Não obstante, é inevitável aplicar ao terciado as críticas que teci na postagem anterior: repito que não é de boa heráldica partir o campo para acomodar figuras diferentes, pois o recurso à partição se destina a juntar várias armas num só escudo; repito que o uso inapropriado desse recurso, especialmente do terciado, dificulta uma composição cromática que não seja apenas aceitável; repito que nem toda figura cai bem ao chapado, mantelado, terciado em mantel ou, neste caso, em perle, por causa das áreas triangulares que delimita. As armas em tela confirmam tudo isto: não se adotou um terciado para compor um escudo a partir de três brasões, mas para assentar um símbolo em cada terço, como evidenciei acima; como esses símbolos ficariam estranhos se não iluminados de metal, deram-se três cores ao campo (ainda assim, a vagoneta poderia ter ficado de negro em campo de prata); destes, somente o ostensório com a hóstia assentou bem junto aos traços da partição, tanto que foi preciso desenhar a vagoneta em três dimensões, o que discrepa do estilo heráldico clássico.
Em tempo, o perle é uma peça formada pela metade superior de uma aspa e a inferior de uma pala, o que lhe dá forma de Y. O terciado em perle parte o campo em três seguindo o mesmo traçado, ou seja, saem duas linhas dos ângulos superiores e uma do meio da ponta e encontram-se no centro do escudo. Portanto, o que distingue o terciado em mantel e o terciado em perle invertido é o ponto onde as três linhas convergem: naquele, um pouco abaixo do meio do bordo superior; neste, no centro do escudo.

**LISTAGEM:**

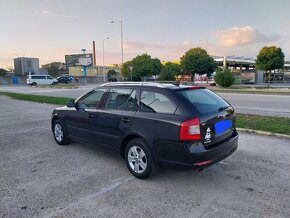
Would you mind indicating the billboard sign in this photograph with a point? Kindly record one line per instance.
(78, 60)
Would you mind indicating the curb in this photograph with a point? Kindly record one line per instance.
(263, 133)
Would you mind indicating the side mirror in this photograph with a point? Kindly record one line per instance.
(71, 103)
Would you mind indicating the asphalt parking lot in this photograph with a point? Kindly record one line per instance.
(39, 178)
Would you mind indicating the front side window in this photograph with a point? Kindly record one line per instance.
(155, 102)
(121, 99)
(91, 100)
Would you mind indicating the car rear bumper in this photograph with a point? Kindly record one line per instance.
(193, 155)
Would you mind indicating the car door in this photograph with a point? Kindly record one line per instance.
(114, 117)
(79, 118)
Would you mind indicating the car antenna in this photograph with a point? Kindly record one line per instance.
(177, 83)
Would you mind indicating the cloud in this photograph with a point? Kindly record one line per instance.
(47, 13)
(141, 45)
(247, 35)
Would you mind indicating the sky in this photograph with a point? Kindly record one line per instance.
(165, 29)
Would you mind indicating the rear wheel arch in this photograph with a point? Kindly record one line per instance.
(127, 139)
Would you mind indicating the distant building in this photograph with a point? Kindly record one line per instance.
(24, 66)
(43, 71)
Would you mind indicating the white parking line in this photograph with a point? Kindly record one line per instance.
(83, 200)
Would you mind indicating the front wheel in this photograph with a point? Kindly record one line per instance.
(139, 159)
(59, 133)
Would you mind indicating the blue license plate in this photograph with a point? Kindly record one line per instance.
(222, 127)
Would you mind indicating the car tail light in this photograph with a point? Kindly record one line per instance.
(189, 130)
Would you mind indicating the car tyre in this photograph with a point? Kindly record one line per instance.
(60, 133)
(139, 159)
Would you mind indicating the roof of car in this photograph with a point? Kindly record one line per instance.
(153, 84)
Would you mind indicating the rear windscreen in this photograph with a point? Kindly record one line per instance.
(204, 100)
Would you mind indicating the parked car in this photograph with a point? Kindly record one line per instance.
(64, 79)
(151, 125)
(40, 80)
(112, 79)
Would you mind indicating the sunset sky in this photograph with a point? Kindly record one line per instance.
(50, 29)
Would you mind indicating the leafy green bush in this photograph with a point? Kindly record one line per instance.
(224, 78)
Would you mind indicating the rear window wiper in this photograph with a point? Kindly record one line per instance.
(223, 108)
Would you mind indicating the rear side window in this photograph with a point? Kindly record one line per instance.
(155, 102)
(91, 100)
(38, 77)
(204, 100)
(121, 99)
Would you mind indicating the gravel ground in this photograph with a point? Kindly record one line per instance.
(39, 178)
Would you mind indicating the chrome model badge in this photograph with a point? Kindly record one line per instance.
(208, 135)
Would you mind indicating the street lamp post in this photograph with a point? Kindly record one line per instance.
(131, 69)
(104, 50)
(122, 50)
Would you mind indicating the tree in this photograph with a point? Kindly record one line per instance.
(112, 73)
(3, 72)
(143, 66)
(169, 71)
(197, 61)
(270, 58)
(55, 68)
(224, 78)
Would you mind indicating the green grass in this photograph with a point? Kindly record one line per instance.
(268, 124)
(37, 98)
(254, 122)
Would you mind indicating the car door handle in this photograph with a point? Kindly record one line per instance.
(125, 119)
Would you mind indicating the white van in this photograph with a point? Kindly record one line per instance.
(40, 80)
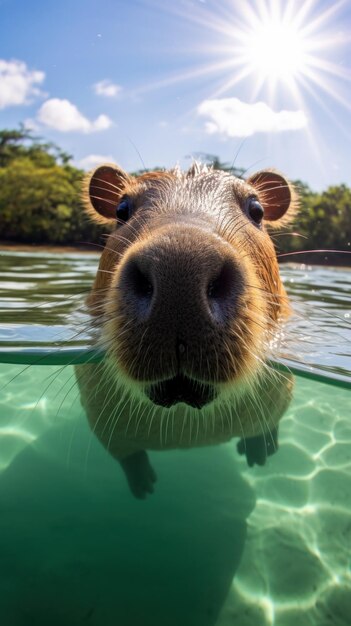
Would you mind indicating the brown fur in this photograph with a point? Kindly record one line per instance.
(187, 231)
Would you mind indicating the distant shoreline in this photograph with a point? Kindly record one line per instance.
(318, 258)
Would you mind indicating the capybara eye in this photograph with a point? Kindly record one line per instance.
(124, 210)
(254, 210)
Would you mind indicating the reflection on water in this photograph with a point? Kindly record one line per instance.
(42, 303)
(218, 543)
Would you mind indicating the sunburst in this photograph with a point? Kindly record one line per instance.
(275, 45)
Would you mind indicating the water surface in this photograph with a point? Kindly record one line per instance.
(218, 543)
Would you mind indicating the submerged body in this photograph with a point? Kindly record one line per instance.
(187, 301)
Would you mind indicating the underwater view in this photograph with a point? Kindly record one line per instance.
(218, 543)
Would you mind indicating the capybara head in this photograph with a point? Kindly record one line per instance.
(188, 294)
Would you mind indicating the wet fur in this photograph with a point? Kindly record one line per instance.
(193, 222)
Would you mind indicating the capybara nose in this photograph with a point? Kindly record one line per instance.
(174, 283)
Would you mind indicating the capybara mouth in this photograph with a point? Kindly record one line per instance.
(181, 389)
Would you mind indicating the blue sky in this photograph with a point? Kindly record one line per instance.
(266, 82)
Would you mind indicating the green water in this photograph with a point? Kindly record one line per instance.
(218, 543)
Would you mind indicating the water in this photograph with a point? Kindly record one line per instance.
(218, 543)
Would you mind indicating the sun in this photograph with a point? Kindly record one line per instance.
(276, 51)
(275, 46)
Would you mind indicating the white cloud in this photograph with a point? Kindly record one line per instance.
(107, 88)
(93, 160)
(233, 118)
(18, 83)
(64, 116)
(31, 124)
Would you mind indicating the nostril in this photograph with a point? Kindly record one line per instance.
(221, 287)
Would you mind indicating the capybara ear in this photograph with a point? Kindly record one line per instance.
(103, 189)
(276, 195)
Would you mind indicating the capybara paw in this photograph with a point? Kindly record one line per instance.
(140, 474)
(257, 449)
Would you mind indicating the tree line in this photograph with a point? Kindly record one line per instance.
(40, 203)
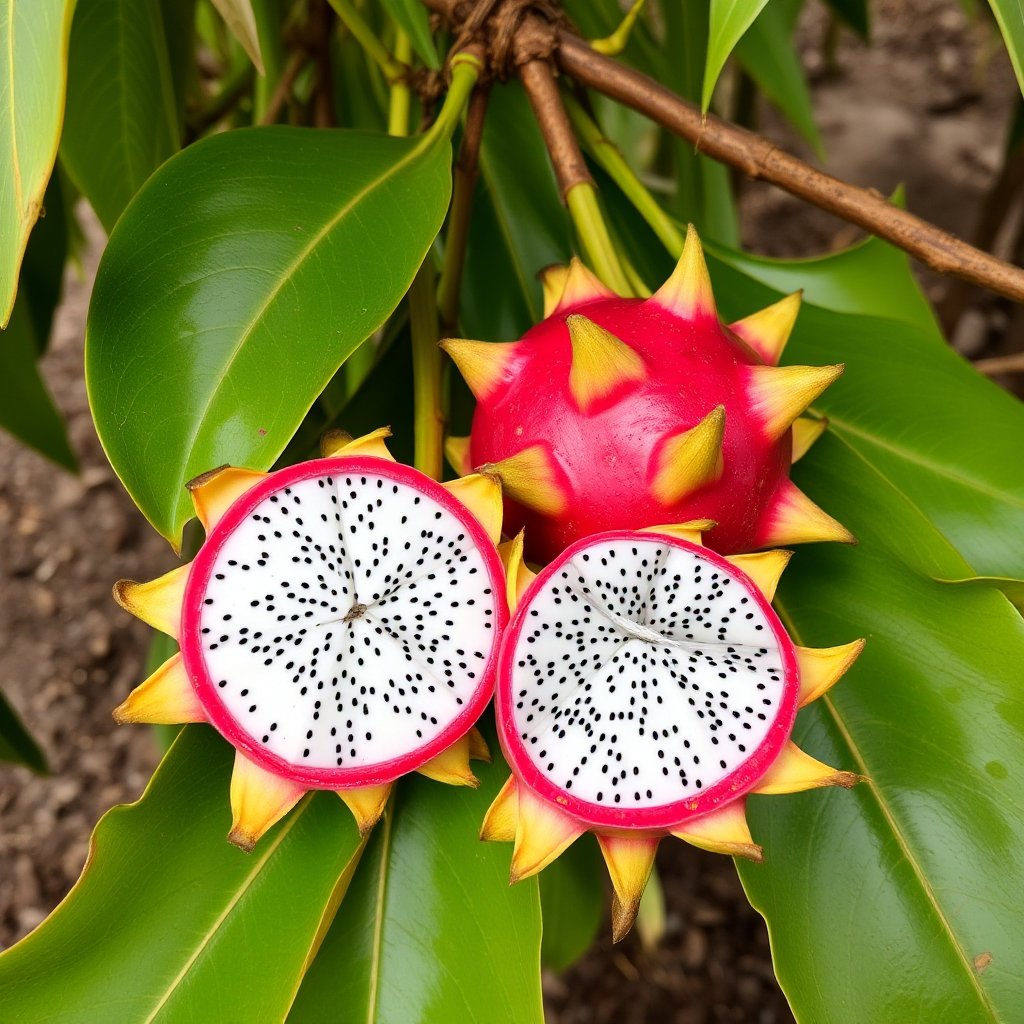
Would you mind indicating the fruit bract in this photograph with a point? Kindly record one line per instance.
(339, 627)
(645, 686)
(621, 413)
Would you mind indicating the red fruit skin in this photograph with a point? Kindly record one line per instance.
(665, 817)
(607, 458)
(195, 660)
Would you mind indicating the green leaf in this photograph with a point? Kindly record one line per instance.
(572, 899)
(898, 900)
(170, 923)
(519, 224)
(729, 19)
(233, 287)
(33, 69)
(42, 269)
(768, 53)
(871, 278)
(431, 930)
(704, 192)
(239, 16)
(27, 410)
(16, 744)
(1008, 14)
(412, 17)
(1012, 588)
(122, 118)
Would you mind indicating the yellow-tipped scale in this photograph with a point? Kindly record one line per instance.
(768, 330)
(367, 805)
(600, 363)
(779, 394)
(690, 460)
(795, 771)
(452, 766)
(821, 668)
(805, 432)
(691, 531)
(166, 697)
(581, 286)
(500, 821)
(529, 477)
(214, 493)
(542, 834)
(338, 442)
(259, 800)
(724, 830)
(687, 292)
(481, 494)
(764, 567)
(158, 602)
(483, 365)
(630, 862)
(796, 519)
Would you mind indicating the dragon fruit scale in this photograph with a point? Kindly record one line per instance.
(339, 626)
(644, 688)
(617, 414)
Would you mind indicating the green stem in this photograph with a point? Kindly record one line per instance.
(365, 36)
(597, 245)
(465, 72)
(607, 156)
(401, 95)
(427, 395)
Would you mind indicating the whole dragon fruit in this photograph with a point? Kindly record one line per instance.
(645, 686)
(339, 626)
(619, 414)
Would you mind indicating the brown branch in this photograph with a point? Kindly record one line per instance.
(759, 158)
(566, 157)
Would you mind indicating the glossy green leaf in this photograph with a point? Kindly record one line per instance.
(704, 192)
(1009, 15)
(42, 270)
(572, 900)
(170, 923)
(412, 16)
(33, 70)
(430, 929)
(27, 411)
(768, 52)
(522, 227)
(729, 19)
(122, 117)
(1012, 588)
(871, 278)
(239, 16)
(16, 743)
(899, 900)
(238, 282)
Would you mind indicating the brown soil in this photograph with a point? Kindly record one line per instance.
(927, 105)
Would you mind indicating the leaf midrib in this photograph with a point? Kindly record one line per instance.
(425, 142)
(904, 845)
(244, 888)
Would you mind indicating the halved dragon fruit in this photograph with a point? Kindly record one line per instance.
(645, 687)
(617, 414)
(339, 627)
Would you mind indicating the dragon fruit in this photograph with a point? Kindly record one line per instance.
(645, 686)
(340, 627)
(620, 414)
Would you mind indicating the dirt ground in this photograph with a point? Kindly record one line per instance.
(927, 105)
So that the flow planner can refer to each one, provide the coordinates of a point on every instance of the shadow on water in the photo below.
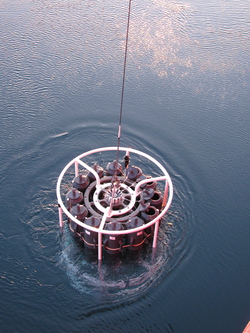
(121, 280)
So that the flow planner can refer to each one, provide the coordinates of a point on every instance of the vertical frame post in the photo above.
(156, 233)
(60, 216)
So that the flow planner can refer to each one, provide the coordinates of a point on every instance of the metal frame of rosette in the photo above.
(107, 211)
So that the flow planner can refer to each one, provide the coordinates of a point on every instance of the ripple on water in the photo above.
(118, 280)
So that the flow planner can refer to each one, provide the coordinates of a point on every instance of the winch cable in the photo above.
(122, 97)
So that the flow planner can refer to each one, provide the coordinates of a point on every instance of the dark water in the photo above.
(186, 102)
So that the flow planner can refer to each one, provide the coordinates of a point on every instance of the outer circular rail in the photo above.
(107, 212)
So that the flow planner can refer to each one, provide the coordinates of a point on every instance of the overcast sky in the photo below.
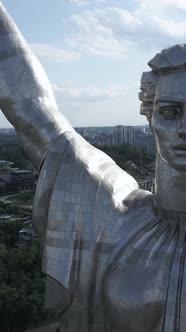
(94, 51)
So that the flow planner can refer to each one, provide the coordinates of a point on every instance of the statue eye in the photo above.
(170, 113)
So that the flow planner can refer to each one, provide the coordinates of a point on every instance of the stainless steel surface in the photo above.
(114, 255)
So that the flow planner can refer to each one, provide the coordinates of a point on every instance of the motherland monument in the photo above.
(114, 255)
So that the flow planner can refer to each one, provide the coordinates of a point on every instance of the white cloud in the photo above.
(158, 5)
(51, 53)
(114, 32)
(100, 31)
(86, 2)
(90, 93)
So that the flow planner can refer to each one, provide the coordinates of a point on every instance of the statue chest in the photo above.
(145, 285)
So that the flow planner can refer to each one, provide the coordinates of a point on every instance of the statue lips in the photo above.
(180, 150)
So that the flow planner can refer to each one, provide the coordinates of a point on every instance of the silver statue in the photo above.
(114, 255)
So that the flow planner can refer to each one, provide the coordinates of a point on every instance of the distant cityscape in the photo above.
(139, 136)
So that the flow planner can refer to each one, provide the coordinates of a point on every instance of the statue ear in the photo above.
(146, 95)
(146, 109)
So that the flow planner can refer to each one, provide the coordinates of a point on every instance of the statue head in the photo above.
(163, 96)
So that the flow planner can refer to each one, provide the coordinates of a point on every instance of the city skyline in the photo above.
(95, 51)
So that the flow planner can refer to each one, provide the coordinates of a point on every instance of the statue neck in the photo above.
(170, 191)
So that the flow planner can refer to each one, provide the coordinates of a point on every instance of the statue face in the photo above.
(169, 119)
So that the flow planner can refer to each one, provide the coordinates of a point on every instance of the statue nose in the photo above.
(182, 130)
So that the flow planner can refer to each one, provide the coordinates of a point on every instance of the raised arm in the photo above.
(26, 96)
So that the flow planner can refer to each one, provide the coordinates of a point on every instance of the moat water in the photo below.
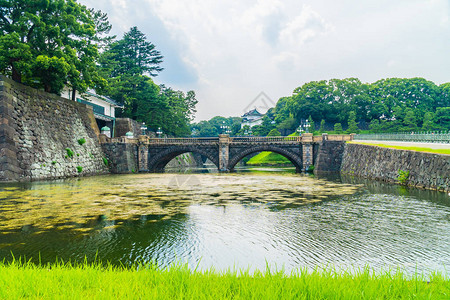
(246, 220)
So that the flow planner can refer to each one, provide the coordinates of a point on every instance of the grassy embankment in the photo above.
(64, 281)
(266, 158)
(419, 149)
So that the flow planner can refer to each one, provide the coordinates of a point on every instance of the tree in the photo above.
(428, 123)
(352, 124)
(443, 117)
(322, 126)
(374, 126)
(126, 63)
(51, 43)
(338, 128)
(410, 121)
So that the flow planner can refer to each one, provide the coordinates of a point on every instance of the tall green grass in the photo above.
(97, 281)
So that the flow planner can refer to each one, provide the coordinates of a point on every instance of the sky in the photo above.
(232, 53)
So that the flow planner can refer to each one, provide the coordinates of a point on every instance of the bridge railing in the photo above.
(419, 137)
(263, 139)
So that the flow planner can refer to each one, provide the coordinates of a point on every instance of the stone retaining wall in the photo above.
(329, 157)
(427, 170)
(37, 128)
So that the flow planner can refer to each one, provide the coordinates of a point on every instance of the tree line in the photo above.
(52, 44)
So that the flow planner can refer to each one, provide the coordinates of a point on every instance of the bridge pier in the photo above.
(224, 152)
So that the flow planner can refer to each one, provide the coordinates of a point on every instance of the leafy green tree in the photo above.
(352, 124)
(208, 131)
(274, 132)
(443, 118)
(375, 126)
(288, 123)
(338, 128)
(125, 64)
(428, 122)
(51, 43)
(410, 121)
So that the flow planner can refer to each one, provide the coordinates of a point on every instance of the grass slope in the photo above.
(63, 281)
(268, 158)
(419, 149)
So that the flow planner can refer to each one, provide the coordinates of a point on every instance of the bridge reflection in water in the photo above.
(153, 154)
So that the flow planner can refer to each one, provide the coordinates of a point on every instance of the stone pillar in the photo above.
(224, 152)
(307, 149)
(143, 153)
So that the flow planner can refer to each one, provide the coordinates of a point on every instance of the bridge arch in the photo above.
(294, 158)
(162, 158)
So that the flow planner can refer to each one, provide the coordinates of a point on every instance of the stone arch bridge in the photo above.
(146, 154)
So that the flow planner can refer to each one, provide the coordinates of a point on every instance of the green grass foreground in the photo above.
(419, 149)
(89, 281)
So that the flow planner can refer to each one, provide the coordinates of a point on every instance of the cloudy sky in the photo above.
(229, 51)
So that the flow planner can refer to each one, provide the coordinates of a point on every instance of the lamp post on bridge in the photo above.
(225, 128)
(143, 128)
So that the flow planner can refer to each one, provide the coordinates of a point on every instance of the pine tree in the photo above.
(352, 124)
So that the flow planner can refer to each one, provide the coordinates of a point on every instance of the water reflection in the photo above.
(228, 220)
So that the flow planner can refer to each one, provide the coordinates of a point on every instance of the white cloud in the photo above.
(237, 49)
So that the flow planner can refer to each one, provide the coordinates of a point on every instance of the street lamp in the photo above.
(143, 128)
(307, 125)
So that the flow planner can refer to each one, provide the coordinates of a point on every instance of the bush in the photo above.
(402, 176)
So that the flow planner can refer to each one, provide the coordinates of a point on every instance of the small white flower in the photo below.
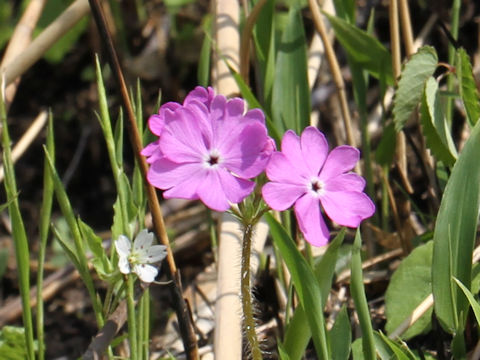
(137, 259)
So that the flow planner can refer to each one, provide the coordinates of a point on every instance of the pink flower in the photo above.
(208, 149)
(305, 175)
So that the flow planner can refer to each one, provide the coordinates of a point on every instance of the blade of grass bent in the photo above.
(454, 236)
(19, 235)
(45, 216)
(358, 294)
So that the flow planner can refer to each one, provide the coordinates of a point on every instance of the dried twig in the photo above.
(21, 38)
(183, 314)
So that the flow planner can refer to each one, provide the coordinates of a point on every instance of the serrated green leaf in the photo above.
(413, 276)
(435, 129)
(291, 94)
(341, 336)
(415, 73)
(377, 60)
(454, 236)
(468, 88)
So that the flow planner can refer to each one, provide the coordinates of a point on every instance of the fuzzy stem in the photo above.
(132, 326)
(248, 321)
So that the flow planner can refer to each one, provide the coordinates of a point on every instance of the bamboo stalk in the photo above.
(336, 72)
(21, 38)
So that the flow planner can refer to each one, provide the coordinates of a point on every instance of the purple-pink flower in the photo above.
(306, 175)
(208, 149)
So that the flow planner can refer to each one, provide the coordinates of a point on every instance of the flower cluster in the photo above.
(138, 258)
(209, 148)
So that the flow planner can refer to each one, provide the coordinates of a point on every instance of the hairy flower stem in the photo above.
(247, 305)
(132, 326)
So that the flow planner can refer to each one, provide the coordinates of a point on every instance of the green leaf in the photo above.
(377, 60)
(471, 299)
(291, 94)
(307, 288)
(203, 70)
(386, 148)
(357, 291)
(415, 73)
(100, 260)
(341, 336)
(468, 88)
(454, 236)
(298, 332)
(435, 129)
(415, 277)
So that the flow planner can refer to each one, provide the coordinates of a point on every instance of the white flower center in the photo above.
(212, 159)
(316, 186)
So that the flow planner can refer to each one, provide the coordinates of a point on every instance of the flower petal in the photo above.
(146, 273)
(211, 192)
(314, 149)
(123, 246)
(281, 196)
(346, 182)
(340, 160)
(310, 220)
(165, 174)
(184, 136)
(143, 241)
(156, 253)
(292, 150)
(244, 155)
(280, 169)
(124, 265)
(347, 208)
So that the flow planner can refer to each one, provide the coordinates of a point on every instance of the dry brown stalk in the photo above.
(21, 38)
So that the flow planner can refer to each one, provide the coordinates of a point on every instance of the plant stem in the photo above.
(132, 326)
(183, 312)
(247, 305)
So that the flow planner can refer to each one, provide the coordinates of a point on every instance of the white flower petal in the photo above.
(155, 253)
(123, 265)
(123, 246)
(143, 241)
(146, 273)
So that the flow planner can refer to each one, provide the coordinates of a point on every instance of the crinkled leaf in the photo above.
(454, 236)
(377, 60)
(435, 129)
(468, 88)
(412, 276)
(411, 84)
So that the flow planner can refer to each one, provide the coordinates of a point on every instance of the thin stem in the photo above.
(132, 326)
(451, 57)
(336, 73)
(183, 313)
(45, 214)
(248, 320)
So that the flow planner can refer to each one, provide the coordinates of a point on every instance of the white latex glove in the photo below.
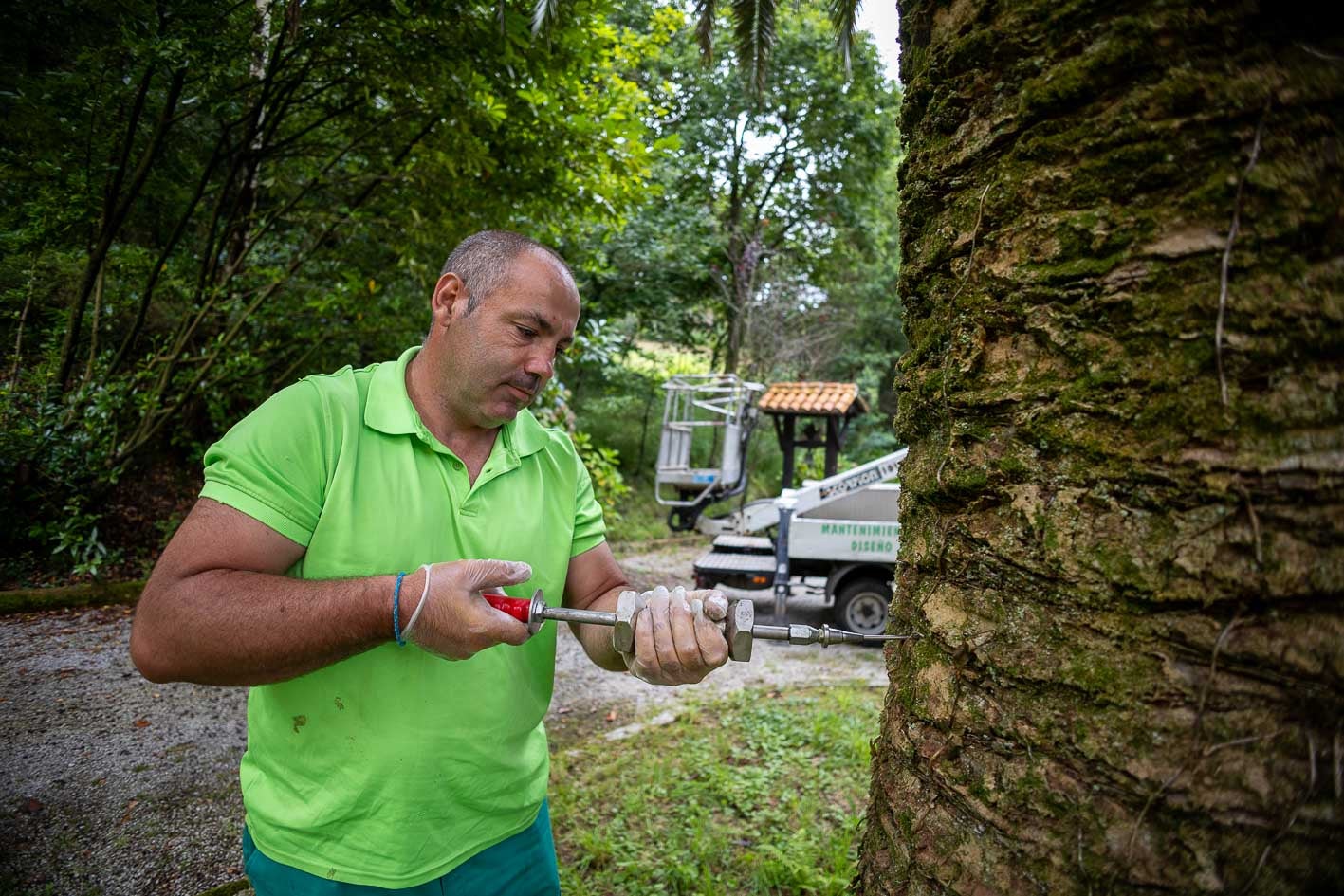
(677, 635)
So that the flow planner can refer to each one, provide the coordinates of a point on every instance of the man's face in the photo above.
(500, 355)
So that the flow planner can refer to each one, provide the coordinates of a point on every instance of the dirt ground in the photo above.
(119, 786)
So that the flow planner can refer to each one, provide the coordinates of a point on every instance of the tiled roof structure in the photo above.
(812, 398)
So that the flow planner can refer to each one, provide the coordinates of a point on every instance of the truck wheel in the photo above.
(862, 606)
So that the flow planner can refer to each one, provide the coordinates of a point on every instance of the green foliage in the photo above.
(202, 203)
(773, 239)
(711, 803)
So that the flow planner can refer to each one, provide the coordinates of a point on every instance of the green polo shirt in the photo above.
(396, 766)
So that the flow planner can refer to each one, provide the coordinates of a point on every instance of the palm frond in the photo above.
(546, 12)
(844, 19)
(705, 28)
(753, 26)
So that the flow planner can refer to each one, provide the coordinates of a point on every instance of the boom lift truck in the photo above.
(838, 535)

**ORIENTAÇÃO:**
Responda a estas perguntas sobre o texto selecionado:
1. A que se destina o recurso à partição do campo?
2. Qual símbolo foi o único que assentou bem junto aos traços da partição?
3. Em que ponto se encontram as três linhas do terciado em perle?
A listagem vem de outra fonte.

**RESPOSTA COMPLETA:**
1. A juntar várias armas num só escudo.
2. O ostensório com a hóstia.
3. No centro do escudo.